◆ Task goal ◆
Keeping every word in place, write out the entries that come next.

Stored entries
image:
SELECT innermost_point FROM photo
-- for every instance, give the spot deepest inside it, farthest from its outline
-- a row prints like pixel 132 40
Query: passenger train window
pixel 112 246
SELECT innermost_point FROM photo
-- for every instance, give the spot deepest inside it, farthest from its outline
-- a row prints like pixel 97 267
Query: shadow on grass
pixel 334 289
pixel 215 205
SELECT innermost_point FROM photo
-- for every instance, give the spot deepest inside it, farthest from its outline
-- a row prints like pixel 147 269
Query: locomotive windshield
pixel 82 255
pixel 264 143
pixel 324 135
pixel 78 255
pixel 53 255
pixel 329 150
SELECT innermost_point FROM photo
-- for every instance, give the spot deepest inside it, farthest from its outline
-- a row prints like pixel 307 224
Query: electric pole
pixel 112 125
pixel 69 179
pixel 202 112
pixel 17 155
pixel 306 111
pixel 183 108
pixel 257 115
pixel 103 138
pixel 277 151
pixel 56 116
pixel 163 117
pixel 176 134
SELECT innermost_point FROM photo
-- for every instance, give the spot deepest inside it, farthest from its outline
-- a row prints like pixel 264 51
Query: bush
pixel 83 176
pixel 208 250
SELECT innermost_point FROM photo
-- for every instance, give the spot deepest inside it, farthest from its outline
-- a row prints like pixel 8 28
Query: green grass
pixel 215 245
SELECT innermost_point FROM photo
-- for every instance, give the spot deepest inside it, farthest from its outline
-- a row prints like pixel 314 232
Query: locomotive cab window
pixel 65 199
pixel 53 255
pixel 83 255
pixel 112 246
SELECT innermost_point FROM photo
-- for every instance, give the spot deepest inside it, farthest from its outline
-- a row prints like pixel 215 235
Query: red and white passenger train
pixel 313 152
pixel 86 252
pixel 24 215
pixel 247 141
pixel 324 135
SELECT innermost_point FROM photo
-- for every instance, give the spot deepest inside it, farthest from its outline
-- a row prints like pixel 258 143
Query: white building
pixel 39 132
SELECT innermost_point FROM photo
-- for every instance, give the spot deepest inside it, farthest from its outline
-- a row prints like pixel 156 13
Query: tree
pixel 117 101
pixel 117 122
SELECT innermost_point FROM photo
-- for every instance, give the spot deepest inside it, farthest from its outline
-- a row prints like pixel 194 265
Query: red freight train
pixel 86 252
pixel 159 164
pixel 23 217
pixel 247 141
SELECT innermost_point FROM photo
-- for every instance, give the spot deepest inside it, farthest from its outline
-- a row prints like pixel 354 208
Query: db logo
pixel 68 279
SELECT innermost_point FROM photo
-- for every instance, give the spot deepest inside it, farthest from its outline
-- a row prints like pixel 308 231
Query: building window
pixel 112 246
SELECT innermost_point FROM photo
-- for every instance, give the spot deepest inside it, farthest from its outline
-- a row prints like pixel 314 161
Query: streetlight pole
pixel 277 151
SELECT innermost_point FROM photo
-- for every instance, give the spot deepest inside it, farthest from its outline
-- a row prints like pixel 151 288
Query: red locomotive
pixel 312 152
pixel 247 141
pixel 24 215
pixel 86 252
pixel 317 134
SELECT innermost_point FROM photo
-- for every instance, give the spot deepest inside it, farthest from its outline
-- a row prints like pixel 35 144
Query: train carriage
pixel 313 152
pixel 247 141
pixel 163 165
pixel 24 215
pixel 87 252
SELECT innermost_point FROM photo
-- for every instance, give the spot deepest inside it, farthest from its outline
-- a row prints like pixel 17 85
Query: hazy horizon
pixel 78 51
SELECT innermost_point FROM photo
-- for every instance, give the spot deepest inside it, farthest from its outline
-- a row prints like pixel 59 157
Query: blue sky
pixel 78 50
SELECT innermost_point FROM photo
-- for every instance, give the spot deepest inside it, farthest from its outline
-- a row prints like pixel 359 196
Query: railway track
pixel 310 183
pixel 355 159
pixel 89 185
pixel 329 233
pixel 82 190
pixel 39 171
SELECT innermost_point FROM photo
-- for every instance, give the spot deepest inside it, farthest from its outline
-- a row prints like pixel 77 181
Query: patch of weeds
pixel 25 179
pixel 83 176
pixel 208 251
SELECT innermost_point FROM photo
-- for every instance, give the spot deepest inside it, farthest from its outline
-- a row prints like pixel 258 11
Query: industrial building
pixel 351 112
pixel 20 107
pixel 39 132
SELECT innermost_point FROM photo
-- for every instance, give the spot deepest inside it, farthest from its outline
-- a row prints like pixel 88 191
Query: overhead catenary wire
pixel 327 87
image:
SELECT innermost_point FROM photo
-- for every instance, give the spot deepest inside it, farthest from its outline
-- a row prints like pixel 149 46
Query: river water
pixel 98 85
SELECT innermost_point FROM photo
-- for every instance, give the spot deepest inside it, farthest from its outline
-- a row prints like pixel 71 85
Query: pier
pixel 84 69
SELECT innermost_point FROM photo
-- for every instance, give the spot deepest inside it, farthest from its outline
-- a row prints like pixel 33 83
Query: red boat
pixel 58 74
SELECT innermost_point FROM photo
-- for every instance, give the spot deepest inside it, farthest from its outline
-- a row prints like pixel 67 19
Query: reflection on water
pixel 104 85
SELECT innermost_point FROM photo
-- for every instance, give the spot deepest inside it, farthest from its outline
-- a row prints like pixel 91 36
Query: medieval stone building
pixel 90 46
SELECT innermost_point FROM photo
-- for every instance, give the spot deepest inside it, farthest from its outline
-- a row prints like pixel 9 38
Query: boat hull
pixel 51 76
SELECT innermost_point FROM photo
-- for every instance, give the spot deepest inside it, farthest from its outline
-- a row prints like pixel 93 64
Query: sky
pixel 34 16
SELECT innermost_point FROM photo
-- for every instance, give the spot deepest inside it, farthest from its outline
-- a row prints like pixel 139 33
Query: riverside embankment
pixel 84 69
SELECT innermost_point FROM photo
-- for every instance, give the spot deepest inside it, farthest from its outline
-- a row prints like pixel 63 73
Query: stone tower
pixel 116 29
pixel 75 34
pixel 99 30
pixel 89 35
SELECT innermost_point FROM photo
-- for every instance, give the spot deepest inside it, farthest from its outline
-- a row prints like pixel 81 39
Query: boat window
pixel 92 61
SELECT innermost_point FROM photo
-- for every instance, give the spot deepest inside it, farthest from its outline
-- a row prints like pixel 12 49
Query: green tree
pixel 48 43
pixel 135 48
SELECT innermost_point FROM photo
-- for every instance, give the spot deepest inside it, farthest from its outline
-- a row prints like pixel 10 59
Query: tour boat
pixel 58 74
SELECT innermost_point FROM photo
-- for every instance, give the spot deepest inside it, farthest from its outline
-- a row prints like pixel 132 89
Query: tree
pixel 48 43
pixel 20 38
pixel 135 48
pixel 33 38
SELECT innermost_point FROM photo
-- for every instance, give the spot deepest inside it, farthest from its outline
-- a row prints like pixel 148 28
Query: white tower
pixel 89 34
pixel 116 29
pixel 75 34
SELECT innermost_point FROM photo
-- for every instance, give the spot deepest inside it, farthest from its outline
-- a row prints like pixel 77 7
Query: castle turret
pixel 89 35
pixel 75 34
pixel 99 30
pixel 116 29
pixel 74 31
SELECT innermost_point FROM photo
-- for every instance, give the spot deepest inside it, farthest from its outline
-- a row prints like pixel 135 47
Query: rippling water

◆ Your response ◆
image:
SELECT innermost_point FROM photo
-- for every instance, give the spot deepest inside it, farthest from its outline
-- a row prints like pixel 132 40
Query: passenger train window
pixel 112 246
SELECT innermost_point FROM photo
-- for every instance, give the spot deepest inside it, farthest from its outline
-- a row prints like pixel 97 267
Query: shadow on grass
pixel 334 289
pixel 215 205
SELECT innermost_point FROM photo
-- for every instance, give the spot deepest inside it, farthest from its outline
-- a row prints like pixel 147 269
Query: locomotive windshield
pixel 82 255
pixel 264 143
pixel 324 135
pixel 78 255
pixel 53 255
pixel 329 150
SELECT innermost_point FROM photo
-- for every instance, give the spot deepest inside it, farthest from its outline
-- a row prints like pixel 307 224
Query: electric pole
pixel 112 125
pixel 69 179
pixel 202 112
pixel 17 155
pixel 306 111
pixel 183 108
pixel 257 115
pixel 103 138
pixel 277 151
pixel 56 116
pixel 163 117
pixel 176 134
SELECT innermost_point FROM photo
-- for every instance, give the spot deepest inside it, farthest from its outline
-- a row prints like pixel 264 51
Query: bush
pixel 83 176
pixel 208 250
SELECT innermost_point FROM photo
-- for every instance, give the spot deepest inside it, farthest from its outline
-- a row prints like pixel 8 28
Query: green grass
pixel 215 245
SELECT innermost_point FROM photo
-- for every instance, give the spot deepest inside it, farthest from its outline
-- a row prints like pixel 314 232
Query: locomotive cab window
pixel 65 199
pixel 53 255
pixel 83 255
pixel 112 246
SELECT innermost_point FROM photo
-- for every instance, give the spot deepest inside it, farthest from its outline
-- a row prints like pixel 215 235
Query: red and white passenger train
pixel 313 152
pixel 86 252
pixel 24 215
pixel 247 141
pixel 324 135
SELECT innermost_point FROM photo
-- for every instance, give the spot deepest inside it, farthest from its outline
-- a row prints like pixel 258 143
Query: white building
pixel 39 132
SELECT innermost_point FROM photo
-- for every instance, give the spot deepest inside it, farthest from its outline
-- a row prints like pixel 156 13
Query: tree
pixel 117 101
pixel 117 122
SELECT innermost_point FROM photo
-- for every instance, give the spot deepest inside it, farthest from its outline
-- a row prints like pixel 194 265
Query: red freight train
pixel 86 252
pixel 159 164
pixel 23 217
pixel 247 141
SELECT innermost_point FROM photo
-- for every instance, give the spot deepest inside it, farthest from its outline
-- a row prints like pixel 354 208
Query: db logo
pixel 68 279
SELECT innermost_point FROM photo
-- for every instance, give the spot deepest inside it, farthest from its outline
-- a row prints like pixel 308 231
Query: building window
pixel 112 246
SELECT innermost_point FROM photo
-- for every instance, give the spot deepest inside it, farthest from its outline
-- a row prints like pixel 314 161
Query: streetlight pole
pixel 277 151
SELECT innermost_point FROM photo
-- for every instance, give the spot deepest inside it, farthest from its outline
-- a row prints like pixel 151 288
Query: red locomotive
pixel 312 152
pixel 247 141
pixel 24 215
pixel 86 252
pixel 317 134
SELECT innermost_point FROM photo
-- for every instance, give the spot deepest inside it, farthest from its outline
-- a row prints like pixel 35 144
Query: train carriage
pixel 313 152
pixel 247 141
pixel 163 165
pixel 24 215
pixel 87 252
SELECT innermost_point FROM photo
-- for every instance, give the spot deepest inside it, farthest from its outline
-- a row prints like pixel 17 85
Query: hazy horizon
pixel 78 51
SELECT innermost_point FROM photo
-- for every instance, give the spot deepest inside it, farthest from its outline
-- a row prints like pixel 59 157
Query: blue sky
pixel 78 50
SELECT innermost_point FROM photo
-- for every instance, give the spot deepest inside it, farthest from its outline
-- a row prints like pixel 359 196
Query: railway track
pixel 310 183
pixel 355 159
pixel 89 185
pixel 329 233
pixel 82 190
pixel 39 171
SELECT innermost_point FROM photo
-- for every instance, give the spot deepest inside it, farthest from its outline
-- a row prints like pixel 77 181
Query: patch of weeds
pixel 25 179
pixel 83 176
pixel 208 251
SELECT innermost_point FROM photo
-- for every instance, give the spot deepest inside it, farthest from its outline
-- a row prints like pixel 258 11
Query: industrial building
pixel 351 112
pixel 20 107
pixel 39 132
SELECT innermost_point FROM photo
-- for every instance, give the spot deepest inside it, farthest from its outline
-- a row prints like pixel 88 191
Query: overhead catenary wire
pixel 327 87
image:
SELECT innermost_point FROM photo
-- for every instance, give the spot deepest inside it, farthest from its outline
-- a row prints like pixel 149 46
Query: river water
pixel 98 85
SELECT innermost_point FROM photo
-- for every instance, give the spot deepest inside it, farthest from its outline
-- a row prints like pixel 71 85
Query: pier
pixel 84 69
SELECT innermost_point FROM photo
-- for every instance, give the spot deepest inside it, farthest from its outline
-- a row prints like pixel 33 83
Query: red boat
pixel 58 74
SELECT innermost_point FROM photo
-- for every instance, give the spot deepest inside it, farthest from its outline
-- a row prints like pixel 67 19
Query: reflection on water
pixel 104 85
SELECT innermost_point FROM photo
-- for every instance, give the spot deepest inside it, farthest from its outline
-- a row prints like pixel 91 36
Query: medieval stone building
pixel 90 46
SELECT innermost_point FROM photo
-- for every instance, give the spot deepest inside it, farthest from its outline
-- a row prints like pixel 9 38
Query: boat hull
pixel 51 76
SELECT innermost_point FROM photo
-- for every instance, give the spot deepest inside it, farthest from its outline
-- a row prints like pixel 93 64
Query: sky
pixel 34 16
SELECT innermost_point FROM photo
-- for every instance, give the spot deepest inside it, farthest from its outline
-- a row prints like pixel 139 33
Query: riverside embankment
pixel 84 69
SELECT innermost_point FROM photo
-- for every instance, give the spot deepest inside it, farthest from its outline
-- a row prints like pixel 63 73
Query: stone tower
pixel 116 29
pixel 75 34
pixel 99 30
pixel 89 35
SELECT innermost_point FROM photo
-- for every instance, give the spot deepest inside it, farthest from its outline
-- a row prints like pixel 81 39
Query: boat window
pixel 92 61
SELECT innermost_point FROM photo
-- for every instance, give the spot deepest inside it, farthest from its outline
-- a row prints like pixel 12 49
Query: green tree
pixel 48 43
pixel 135 48
SELECT innermost_point FROM photo
-- for every instance, give the spot deepest inside it, farthest from its outline
-- a row prints like pixel 10 59
Query: tour boat
pixel 58 74
SELECT innermost_point FROM photo
-- for every instance, give the spot deepest inside it, farthest from its outline
-- a row prints like pixel 132 89
Query: tree
pixel 48 43
pixel 20 38
pixel 135 48
pixel 33 38
SELECT innermost_point FROM photo
-- for every instance, give the spot deepest inside it, farthest from its outline
-- a row prints like pixel 148 28
Query: white tower
pixel 89 34
pixel 116 29
pixel 75 34
SELECT innermost_point FROM photo
-- for every instance, give the spot deepest inside it, farthest from its outline
-- a row prints like pixel 77 7
Query: castle turret
pixel 89 35
pixel 75 34
pixel 99 30
pixel 116 29
pixel 74 31
SELECT innermost_point FROM photo
-- for every instance, give the spot deepest inside it, farthest from its outline
-- a row prints like pixel 135 47
Query: rippling water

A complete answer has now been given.